▶ [Given request 1]: In the Fibre Channel interoperability article, how often and where are Plugfests usually held?
▶ [Given request 2]: Pick up the Fibre Channel interoperability article after its final sentence and keep writing.

▶ [Source passage]:
++++++++++
Multi-vendor testing proves that the industry has come a long way in solving interoperability and compatibility challenges.
By Dave Deming
As with any relatively new interface, Fibre Channel poses interoperability challenges among products from different vendors. Over the last few years, however, vendors and third-party organizations have ironed out most of the problems, making it possible to build complex multi-vendor storage area networks (SANs).
This article documents a variety of multi- vendor interoperability experiments conducted by Solution Technology. The tests were endorsed by the Fibre Channel Industry Association (FCIA). The objective of the testing was to explore Fibre Channel device interoperability issues and to demonstrate the progress being made in this critical area. The primary methodology was to construct different Fibre Channel SANs using products from as many vendors as possible.
In the demonstrations, the majority of the hardware was configured without debugging; in some instances, minor code changes were required. This testing showed that while there are still some interoperability issues, the task of integrating different vendors' Fibre Channel products into the same SAN is achievable. Ultimately, this means that OEMs, system integrators, and end users that choose to build Fibre Channel SANs will have a much easier task when it comes to multi-vendor component availability and integration.
Compatibility vs. interoperability
Interoperability and compatibility are sometimes confused. A technology like Fibre Channel can have compatible components, but not have components that are 100% interoperable with each other.
Interoperability ensures that all products have been designed to an industry standard and that they interoperate with all other devices designed to that standard. The Fibre Channel standards are so immense and convoluted that it is not easy to make all products 100% interoperable. If all devices were capable of obeying all the rules in the Fibre Channel standards, you would have interoperability.
Compatibility ensures that similar products such as host bus adapters (HBAs) can be replaced with other vendors' HBAs. If two HBAs are interchangeable, they are compatible in that application. Compatibility can be taken one step further: the ability of similar products from different vendors to interact within the same configuration (e.g., on the same loop).
Most Fibre Channel SANs today are restricted to a relatively small set of qualified components. Because of potential interoperability problems, integrators can't add different vendors' components that haven't been qualified. However, our demonstrations prove that devices from a wide variety of vendors can, in fact, be integrated in the same SAN. With little effort, integrators and end users can combine different vendors' products with relative ease. That said, this study in no way proves or guarantees interoperability among all Fibre Channel products.
What is being done
The Fibre Channel community and FCIA have taken many steps to resolve interoperability issues. There are numerous mechanisms in place that provide manufacturers, integrators, and OEMs with ample opportunities to resolve interoperability issues that may arise during product development. These include product Plugfests; SANMark, a Fibre Channel protocol verification document; and university involvement.
Hosted by the FCIA, Plugfests are typically held three times a year at Interphase Corp.'s facilities in Dallas. University of New Hampshire (UNH) faculty and students organize, lead, and assist in these efforts. The opportunity to participate in these events is vital to the success of a product's ability to interoperate in multi-vendor Fibre Channel SANs. The Plugfests offer a safe, cost-effective, and productive environment to resolve interoperability issues with other Fibre Channel vendors.
++++++++++
[Point labeling material]

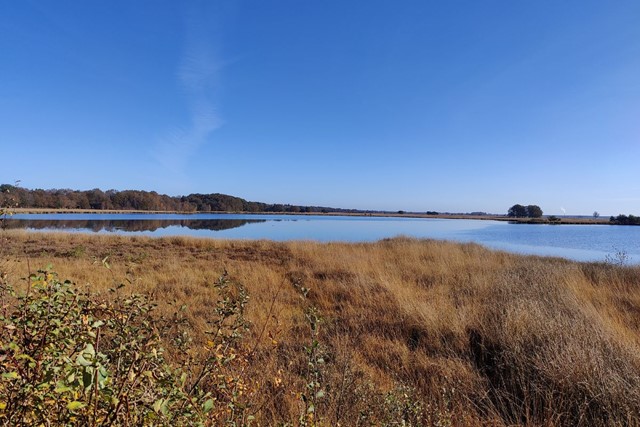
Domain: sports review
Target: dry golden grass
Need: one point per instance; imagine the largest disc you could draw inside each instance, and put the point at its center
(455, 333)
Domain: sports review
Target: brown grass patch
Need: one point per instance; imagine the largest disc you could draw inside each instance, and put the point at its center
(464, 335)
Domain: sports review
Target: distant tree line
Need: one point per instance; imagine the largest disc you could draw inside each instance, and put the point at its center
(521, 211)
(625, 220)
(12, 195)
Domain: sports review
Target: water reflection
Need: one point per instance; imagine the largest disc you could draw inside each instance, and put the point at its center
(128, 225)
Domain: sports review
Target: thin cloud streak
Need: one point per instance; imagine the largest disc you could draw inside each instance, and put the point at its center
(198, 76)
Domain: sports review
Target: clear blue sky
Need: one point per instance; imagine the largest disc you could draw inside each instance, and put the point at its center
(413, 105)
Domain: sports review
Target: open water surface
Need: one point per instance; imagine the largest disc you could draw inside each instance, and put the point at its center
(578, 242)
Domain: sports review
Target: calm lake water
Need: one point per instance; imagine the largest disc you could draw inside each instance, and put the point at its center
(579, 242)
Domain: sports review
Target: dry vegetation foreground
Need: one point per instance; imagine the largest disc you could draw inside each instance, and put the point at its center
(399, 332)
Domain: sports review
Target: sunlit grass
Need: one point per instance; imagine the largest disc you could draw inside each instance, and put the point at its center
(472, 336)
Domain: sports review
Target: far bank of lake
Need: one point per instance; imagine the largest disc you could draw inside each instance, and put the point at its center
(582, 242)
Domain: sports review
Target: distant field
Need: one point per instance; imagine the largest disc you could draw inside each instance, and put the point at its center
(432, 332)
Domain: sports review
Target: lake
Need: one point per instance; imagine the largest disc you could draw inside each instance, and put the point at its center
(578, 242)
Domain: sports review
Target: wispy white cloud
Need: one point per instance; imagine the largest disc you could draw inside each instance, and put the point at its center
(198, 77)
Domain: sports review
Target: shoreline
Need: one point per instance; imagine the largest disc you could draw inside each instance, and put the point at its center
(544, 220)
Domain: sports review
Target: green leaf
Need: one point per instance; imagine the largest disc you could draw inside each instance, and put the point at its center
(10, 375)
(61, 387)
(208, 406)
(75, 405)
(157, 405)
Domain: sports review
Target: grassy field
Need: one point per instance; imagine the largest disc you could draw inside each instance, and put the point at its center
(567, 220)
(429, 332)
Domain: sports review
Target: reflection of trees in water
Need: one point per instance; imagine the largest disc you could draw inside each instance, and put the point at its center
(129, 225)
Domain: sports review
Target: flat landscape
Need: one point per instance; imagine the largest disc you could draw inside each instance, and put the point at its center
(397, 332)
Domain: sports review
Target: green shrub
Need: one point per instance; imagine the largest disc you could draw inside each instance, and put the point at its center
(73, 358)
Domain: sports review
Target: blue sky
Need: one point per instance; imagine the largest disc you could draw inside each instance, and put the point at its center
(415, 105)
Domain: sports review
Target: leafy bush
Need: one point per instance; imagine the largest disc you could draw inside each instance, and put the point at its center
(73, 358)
++++++++++
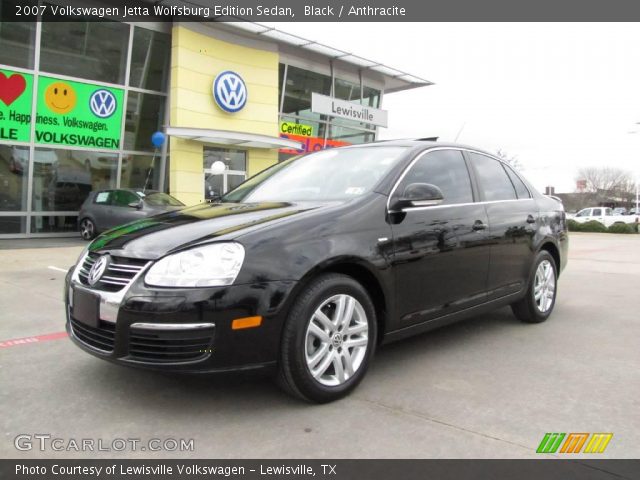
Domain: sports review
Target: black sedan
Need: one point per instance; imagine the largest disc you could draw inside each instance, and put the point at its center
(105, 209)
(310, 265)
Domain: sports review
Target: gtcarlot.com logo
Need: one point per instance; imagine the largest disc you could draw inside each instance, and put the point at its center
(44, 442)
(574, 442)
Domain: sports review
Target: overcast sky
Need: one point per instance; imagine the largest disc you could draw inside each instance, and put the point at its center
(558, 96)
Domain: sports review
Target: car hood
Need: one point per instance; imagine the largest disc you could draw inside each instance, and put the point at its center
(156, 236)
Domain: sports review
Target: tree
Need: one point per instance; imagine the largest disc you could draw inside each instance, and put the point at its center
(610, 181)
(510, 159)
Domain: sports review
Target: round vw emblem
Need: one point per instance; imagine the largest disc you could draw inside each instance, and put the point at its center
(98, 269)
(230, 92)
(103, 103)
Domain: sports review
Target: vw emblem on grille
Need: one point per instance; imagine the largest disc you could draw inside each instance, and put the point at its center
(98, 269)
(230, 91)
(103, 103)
++++++++++
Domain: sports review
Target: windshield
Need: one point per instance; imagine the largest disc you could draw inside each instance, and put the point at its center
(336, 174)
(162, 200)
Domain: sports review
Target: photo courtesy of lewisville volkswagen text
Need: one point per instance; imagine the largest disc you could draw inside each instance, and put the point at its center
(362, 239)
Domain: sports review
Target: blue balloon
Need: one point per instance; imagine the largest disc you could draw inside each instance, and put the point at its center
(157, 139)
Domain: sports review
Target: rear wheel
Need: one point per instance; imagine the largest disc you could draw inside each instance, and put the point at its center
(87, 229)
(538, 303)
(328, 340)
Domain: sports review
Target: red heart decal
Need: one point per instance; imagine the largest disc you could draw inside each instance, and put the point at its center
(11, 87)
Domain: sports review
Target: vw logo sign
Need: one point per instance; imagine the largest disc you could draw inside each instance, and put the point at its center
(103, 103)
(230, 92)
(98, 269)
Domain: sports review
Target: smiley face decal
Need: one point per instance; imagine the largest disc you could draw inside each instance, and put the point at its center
++++++++++
▶ [Written reply 1]: Three times a year, at Interphase Corp.'s facilities in Dallas.

▶ [Written reply 2]:
A joint effort by FCIA and the NCITS T11 Fibre Channel standards communities, SANMark's objective is to test protocol rules that are vital to the interoperability of Fibre Channel lower (or link) layer protocols. The SANMark document details proper timing settings for certain initialization protocols and defines test procedures that verify addressing issues. Devices that pass these minimum requirements are more likely to interoperate with other devices that pass these tests. SANMark is an important mechanism that can be used by all vendors to eliminate numerous reasons of non-interoperability.
For many years, the University of New Hampshire has taken a leading role in testing Fibre Channel products. UNH is instrumental in defining numerous test scripts and procedures and is currently responsible for facilitating the SANMark effort by working with FCIA to define the SANMark tests. UNH students coordinate all link-layer protocol testing efforts and provide Plugfest attendees with the opportunity to resolve interoperability issues. UNH also provides laboratory facilities and tests products using UNH-developed test suites.
Solving compatibility problems
Device-level compatibility issues can usually be discovered and fixed relatively quickly, assuming a sound knowledge of Fibre Channel protocols. All of the problems we encountered were fixed by changing firmware or device drivers. None of the problems were hardware-related.
In our tests, relatively few vendors had to troubleshoot or change firmware or device-driver code. Of the participating six disk-drive vendors, for example, four had to make changes (two because new prototypes were sent; factory models worked properly). Of the five HBA vendors, one vendor had to make a code change and another had to find the right device driver. The eight switch/hub vendors didn't have to make any changes other than one switch vendor had to configure switch ports for public or private loop operations.
We relied on real applications to test the configurations. This meant each device had to be properly installed and formatted, thus making it available to the NT operating system. Installation included loading device drivers for HBAs and any drivers associated with special hardware such as tape libraries and RAID controllers.
After the hardware was installed and configured, we copied AVI files onto the devices and ran the AVI clips off each device. In some instances, this included multi-host access to the same files. Backups were performed using Microsoft backup and Veritas Backup Exec software.
We assembled many SAN configurations, ranging from simple single-host configurations to complex switched fabric environments. The list below summarizes the configurations that were tested:
- A single host connected through hubs to a shared storage enclosure. This SAN is the most basic configuration.
- Multiple hosts connected to a shared storage enclosure. This demonstrates a multi-client SAN where all users can easily connect and share the same storage.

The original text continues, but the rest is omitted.